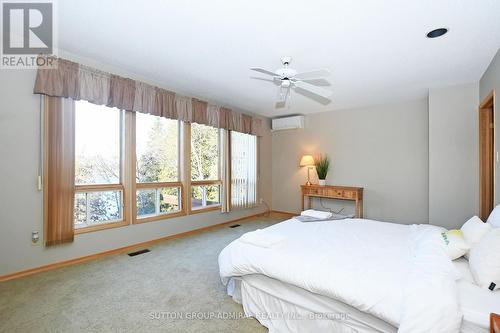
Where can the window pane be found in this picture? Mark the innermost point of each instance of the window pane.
(151, 202)
(243, 169)
(96, 208)
(80, 212)
(146, 202)
(205, 196)
(97, 144)
(204, 152)
(169, 199)
(156, 148)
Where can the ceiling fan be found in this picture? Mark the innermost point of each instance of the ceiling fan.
(287, 78)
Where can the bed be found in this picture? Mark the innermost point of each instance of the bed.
(355, 276)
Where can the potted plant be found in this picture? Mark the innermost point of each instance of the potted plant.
(322, 164)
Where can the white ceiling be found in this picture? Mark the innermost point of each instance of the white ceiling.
(376, 50)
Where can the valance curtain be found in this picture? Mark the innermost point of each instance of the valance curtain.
(72, 80)
(59, 170)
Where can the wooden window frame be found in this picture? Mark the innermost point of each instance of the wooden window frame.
(157, 185)
(128, 184)
(187, 175)
(125, 157)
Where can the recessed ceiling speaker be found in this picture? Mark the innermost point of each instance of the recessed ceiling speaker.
(437, 33)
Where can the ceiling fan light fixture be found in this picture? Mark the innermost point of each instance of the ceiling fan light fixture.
(437, 32)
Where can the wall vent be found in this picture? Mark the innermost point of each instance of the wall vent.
(136, 253)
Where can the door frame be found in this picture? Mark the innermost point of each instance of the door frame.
(487, 158)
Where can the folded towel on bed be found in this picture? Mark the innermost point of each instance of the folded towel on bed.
(316, 214)
(262, 238)
(305, 218)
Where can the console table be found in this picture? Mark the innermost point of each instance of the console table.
(334, 192)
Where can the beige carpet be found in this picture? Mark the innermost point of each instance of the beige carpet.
(146, 293)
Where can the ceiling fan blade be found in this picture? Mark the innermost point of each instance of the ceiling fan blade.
(264, 71)
(318, 74)
(315, 90)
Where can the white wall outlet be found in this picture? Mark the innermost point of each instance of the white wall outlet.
(35, 238)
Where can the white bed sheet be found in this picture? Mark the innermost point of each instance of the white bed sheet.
(343, 260)
(476, 303)
(276, 305)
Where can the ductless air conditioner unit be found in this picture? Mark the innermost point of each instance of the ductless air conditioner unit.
(288, 123)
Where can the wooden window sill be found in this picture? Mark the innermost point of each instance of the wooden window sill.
(101, 227)
(205, 209)
(159, 217)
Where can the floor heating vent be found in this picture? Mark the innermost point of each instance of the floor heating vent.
(136, 253)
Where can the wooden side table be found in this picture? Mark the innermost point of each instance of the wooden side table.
(334, 192)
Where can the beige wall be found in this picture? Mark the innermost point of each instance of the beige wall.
(489, 82)
(383, 149)
(453, 155)
(21, 202)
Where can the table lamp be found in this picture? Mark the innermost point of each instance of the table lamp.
(308, 161)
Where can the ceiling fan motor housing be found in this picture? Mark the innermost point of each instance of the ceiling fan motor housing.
(286, 73)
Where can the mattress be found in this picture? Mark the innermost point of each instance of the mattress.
(282, 307)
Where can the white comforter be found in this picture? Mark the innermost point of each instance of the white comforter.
(395, 272)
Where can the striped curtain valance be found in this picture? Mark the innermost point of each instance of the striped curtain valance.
(72, 80)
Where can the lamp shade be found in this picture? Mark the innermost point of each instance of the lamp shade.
(307, 160)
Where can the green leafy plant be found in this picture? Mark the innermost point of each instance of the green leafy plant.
(322, 164)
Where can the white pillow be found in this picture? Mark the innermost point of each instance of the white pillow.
(454, 243)
(484, 260)
(474, 230)
(494, 218)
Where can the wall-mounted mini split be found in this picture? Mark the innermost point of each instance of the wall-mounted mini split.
(35, 237)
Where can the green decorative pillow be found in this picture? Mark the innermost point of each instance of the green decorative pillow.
(455, 244)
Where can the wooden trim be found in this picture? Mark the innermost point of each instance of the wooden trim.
(69, 262)
(488, 101)
(99, 188)
(206, 182)
(158, 185)
(487, 149)
(187, 165)
(128, 155)
(205, 209)
(104, 226)
(45, 169)
(160, 217)
(133, 171)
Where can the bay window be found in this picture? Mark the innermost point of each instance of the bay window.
(243, 170)
(158, 186)
(99, 190)
(204, 168)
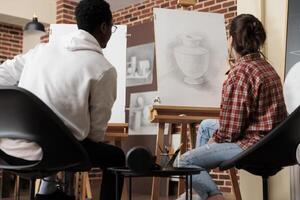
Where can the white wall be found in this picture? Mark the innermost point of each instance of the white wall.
(24, 9)
(273, 14)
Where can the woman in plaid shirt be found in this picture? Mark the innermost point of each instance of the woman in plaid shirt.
(252, 105)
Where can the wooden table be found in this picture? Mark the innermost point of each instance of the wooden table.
(115, 132)
(183, 116)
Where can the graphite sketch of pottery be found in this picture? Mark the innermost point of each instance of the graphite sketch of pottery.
(192, 59)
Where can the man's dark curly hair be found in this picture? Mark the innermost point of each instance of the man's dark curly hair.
(92, 13)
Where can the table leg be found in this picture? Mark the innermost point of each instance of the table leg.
(186, 187)
(117, 186)
(183, 149)
(159, 143)
(130, 188)
(191, 187)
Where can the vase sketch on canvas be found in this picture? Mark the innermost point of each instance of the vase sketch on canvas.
(192, 58)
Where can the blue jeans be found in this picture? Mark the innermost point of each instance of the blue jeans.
(207, 156)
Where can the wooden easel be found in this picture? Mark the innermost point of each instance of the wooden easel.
(116, 132)
(185, 117)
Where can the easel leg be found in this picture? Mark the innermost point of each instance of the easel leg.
(159, 143)
(124, 195)
(235, 184)
(17, 188)
(183, 149)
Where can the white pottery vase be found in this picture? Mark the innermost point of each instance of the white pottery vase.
(192, 59)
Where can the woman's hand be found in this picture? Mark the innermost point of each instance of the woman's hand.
(210, 141)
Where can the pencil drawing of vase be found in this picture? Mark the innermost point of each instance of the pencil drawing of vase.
(191, 58)
(137, 113)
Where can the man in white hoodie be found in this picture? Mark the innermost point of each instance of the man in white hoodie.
(75, 80)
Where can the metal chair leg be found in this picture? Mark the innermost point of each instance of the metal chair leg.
(31, 189)
(265, 188)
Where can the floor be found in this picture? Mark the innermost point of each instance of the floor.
(95, 190)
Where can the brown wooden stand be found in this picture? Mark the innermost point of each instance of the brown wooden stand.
(185, 117)
(116, 132)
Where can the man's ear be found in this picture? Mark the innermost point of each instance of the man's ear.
(103, 28)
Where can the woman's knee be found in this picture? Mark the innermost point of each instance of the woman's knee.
(119, 157)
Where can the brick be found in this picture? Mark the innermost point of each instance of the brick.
(221, 176)
(233, 8)
(209, 3)
(228, 4)
(215, 7)
(222, 11)
(225, 189)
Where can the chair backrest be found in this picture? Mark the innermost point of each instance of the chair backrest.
(276, 150)
(24, 116)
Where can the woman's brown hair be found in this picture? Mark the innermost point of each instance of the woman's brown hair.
(248, 34)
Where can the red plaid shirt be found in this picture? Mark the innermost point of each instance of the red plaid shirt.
(252, 102)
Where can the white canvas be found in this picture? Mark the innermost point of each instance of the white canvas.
(139, 114)
(140, 60)
(115, 52)
(191, 52)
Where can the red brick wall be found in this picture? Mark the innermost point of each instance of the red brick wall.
(64, 15)
(11, 41)
(143, 12)
(11, 36)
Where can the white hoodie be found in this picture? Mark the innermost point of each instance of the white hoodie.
(73, 78)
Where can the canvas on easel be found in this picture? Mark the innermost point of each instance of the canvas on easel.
(191, 52)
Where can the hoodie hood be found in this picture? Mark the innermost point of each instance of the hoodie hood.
(81, 40)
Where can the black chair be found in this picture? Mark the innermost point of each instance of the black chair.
(24, 116)
(275, 151)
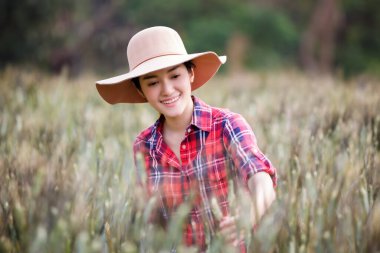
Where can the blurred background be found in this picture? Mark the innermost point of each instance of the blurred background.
(317, 36)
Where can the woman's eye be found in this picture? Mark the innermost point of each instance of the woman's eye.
(152, 84)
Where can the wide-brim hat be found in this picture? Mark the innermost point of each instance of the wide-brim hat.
(154, 49)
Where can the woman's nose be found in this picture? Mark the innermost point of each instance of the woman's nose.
(167, 87)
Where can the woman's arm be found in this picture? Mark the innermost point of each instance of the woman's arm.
(262, 194)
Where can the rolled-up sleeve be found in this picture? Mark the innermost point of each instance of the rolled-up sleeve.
(241, 145)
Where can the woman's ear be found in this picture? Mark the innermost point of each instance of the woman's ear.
(141, 93)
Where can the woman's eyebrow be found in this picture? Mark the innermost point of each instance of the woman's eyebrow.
(154, 76)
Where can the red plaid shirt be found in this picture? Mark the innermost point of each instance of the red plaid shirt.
(217, 144)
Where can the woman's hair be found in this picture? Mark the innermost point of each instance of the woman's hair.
(189, 66)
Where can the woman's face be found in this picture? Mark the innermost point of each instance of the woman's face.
(169, 91)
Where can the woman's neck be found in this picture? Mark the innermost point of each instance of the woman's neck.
(180, 123)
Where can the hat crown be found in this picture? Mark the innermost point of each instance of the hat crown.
(153, 42)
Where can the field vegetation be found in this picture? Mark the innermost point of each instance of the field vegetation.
(67, 179)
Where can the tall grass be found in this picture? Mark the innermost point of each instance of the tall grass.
(67, 182)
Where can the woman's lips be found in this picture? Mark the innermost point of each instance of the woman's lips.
(170, 100)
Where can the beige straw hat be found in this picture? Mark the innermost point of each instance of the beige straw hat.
(153, 49)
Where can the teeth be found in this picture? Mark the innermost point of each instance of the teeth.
(170, 100)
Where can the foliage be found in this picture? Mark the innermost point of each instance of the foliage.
(86, 34)
(359, 44)
(68, 183)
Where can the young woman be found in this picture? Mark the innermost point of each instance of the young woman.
(192, 151)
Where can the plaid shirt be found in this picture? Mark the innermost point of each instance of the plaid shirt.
(217, 144)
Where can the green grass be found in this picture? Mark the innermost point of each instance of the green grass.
(67, 182)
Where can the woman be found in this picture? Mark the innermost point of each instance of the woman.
(192, 151)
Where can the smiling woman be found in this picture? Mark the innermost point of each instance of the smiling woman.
(192, 152)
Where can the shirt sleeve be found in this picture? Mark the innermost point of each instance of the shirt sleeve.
(241, 146)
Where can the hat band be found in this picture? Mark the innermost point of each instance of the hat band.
(154, 58)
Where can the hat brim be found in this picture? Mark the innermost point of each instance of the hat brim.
(120, 89)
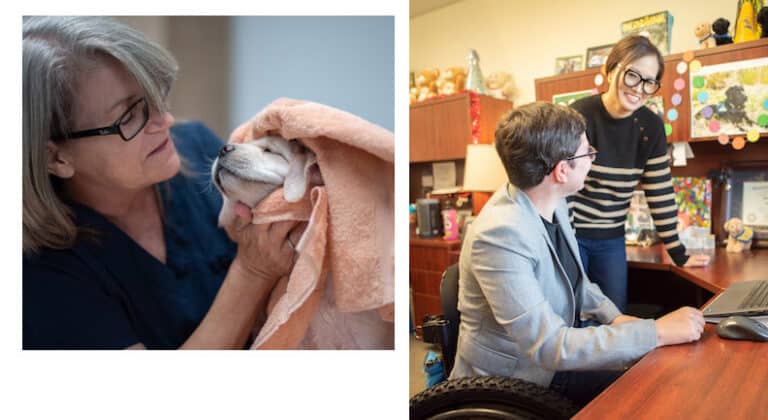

========================

Your copy should consist only of the lines from the one containing "Where can the smiling" through the last line of the entries above, reproduced exactly, without pictures.

• OUTPUT OF THE EXERCISE:
Where can the smiling woman be found in this picture? Mark the innermost point of each instance of the smiling woman.
(192, 152)
Where can the shirt sleeve be found in this picture? Mark the innermost point of each instance of the shirt sleeve.
(241, 146)
Where can the hat band be found in this picture? Mark the innermost point of each instance of the hat band.
(154, 58)
Where can the hat brim be found in this picture? Mark the innermost point of each instance of the hat brim.
(120, 89)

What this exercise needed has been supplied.